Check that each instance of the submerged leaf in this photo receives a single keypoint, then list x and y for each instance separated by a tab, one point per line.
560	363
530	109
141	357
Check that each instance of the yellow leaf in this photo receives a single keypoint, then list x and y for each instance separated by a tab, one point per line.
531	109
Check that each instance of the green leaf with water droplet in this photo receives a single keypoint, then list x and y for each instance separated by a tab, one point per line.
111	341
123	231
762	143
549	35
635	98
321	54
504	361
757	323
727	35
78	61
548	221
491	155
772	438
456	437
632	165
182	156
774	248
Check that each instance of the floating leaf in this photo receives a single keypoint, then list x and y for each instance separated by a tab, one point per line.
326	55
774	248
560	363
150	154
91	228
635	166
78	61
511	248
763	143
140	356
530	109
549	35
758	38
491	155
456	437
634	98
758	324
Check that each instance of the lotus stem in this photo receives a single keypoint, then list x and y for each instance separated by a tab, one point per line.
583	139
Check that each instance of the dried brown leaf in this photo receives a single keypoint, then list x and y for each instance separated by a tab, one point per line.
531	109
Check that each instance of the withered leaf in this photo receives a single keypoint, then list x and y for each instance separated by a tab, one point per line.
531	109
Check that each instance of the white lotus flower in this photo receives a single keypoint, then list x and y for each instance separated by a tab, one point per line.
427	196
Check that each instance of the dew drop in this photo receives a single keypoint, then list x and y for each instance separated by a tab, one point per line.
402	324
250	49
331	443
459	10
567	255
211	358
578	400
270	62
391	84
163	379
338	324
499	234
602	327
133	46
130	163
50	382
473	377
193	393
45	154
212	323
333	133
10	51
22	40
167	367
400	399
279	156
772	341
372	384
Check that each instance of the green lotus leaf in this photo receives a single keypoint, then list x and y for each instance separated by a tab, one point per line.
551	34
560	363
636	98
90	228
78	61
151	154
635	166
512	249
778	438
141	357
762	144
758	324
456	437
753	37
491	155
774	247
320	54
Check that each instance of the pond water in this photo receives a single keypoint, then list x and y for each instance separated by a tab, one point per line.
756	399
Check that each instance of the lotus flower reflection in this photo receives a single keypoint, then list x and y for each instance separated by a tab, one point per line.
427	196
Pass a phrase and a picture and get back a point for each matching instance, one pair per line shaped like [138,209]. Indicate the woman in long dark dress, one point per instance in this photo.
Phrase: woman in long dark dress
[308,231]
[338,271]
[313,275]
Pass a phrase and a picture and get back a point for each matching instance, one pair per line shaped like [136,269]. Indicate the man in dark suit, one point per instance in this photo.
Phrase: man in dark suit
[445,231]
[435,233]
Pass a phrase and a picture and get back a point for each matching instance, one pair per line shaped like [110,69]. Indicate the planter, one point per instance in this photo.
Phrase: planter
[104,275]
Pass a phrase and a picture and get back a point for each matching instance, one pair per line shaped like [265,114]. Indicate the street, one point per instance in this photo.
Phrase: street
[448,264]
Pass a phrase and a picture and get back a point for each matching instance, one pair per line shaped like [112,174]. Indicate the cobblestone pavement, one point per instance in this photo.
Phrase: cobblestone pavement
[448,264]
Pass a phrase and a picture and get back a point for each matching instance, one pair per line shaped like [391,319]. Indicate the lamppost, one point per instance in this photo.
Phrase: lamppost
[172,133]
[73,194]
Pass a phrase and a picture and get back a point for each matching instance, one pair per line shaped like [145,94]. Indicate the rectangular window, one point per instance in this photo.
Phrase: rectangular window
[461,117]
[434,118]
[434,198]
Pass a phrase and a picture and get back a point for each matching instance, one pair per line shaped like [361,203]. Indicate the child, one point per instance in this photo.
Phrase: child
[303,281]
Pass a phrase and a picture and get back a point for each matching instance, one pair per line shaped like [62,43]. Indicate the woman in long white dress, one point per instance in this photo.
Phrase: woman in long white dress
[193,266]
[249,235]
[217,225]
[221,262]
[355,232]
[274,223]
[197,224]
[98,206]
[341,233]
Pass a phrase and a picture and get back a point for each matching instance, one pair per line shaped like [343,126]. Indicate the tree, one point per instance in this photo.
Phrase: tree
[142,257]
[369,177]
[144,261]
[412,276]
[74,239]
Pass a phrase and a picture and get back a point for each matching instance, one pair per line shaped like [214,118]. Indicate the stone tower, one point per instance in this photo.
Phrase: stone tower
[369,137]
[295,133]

TASK TO COMPLETE:
Extract, word for word, each line of the listing above.

RESPONSE TO THE TASK:
Check that each instance of the submerged leaf in this photo receives a single keypoint, then list x and y for each instance separated by a tab, one point per line.
560	363
530	109
141	357
Check that each instance of the yellow leaf in this photo receives a single keypoint, then list x and y for each instance separated by a tab, one point per line.
531	109
Check that each instance of the green leaf with water droplet in this photo receives a single keypoint, then list x and y for each instance separated by a tab, one point per line.
111	341
123	231
762	143
549	35
635	98
321	54
504	361
757	323
727	35
78	61
548	221
491	155
772	438
456	437
632	165
182	156
774	248
Check that each instance of the floating leaf in this photo receives a single keypoint, then list x and y for each instance separated by a tab, one point per line.
326	55
774	248
560	363
150	154
91	228
635	166
78	61
511	248
763	143
140	356
530	109
549	35
758	38
491	155
456	437
634	98
758	324
Check that each instance of the lotus stem in this photo receives a single keypoint, then list x and y for each instance separated by a tab, one point per line.
583	139
Check that each instance of the dried brown leaf in this photo receives a single keypoint, then list x and y for each instance separated by a tab, one point per line.
531	109
Check that each instance of the withered leaf in this photo receives a single keypoint, then list x and y for each instance separated by a tab, one point per line.
531	109
Check that each instance of the white lotus flower in this photo receives a single keypoint, then list x and y for each instance separated by a tab, one point per line.
427	196
Check that each instance of the dew drop in this photo receives a single keypoint, then list x and y for each instance separated by a tab, one point per line.
402	324
250	49
331	443
459	10
567	255
211	358
578	400
270	62
391	84
163	379
338	324
499	234
602	327
133	46
130	163
50	382
473	377
193	393
45	154
212	323
333	133
10	51
22	40
167	367
400	399
279	156
772	341
372	384
Check that each instance of the green lotus leaf in this photo receives a single keypoint, then list x and y for each instance separated by a tab, one point per line.
551	34
560	363
636	98
90	228
78	61
151	154
635	166
512	249
778	438
141	357
762	144
758	324
456	437
753	37
491	155
774	247
320	54
Check that each instance of the pond water in this photo receives a single keypoint, then list x and y for each instance separated by a tab, one point per line.
756	399
Check that each instance of the lotus flower reflection in this photo receives a single keypoint, then list x and y for each instance separated by a tab, one point per line.
427	196
Pass a phrase and a picture and get back a point for each matching instance, one pair per line shaped like [138,209]. Indicate the woman in long dark dress, one point per instance in this photo.
Phrase: woman in long dark dress
[308,231]
[338,271]
[313,275]
Pass a phrase and a picture and get back a point for each matching instance, one pair per line shaped like [136,269]. Indicate the man in dark suit, one point per instance in this photo.
Phrase: man in dark suit
[445,231]
[435,233]
Pass a phrase and a picture and get back a point for each matching instance, one pair per line shaped like [110,69]. Indicate the planter, one point per instance in this photo.
Phrase: planter
[104,275]
Pass a phrase and a picture and get back a point for each matching instance, one pair per line shaped like [265,114]. Indicate the street, one point per instance in this photo.
Phrase: street
[448,264]
Pass a phrase and a picture and get back a point for each matching instance, one pair per line shaped like [112,174]. Indicate the cobblestone pavement, one point per instance in this photo.
Phrase: cobblestone pavement
[448,264]
Pass a phrase and a picture and get back a point for each matching instance, one pair per line shaped like [391,319]. Indicate the lamppost, one point per instance in this photo.
Phrase: lamppost
[172,133]
[73,194]
Pass a phrase and a picture and get back a point for each matching instance, one pair per line shaped like [145,94]. Indicate the rectangular window, one point per instance in this photo.
Phrase: rectangular window
[461,117]
[434,118]
[434,198]
Pass a phrase and a picture and get back a point for each matching instance, one pair per line shaped like [361,203]. Indicate the child, one point per instance in this photo.
Phrase: child
[303,281]
Pass a phrase and a picture and get back a point for each matching instance, one pair per line shaped like [62,43]. Indicate the woman in long white dress, one point per instance in this photo.
Phrase: woman in long white dress
[193,266]
[249,235]
[217,225]
[221,262]
[355,232]
[274,223]
[197,224]
[98,206]
[341,233]
Pass a phrase and a picture and get back a point for each matching instance, one pair per line shaped like [343,126]. Indicate the tree, one point per instance in this photo.
Phrase: tree
[142,257]
[369,177]
[144,261]
[412,276]
[74,239]
Pass a phrase and a picture and get back a point for each matching instance, one pair per line shaped like [214,118]. Indicate the stone tower, one point per instance in this photo.
Phrase: stone tower
[369,137]
[295,133]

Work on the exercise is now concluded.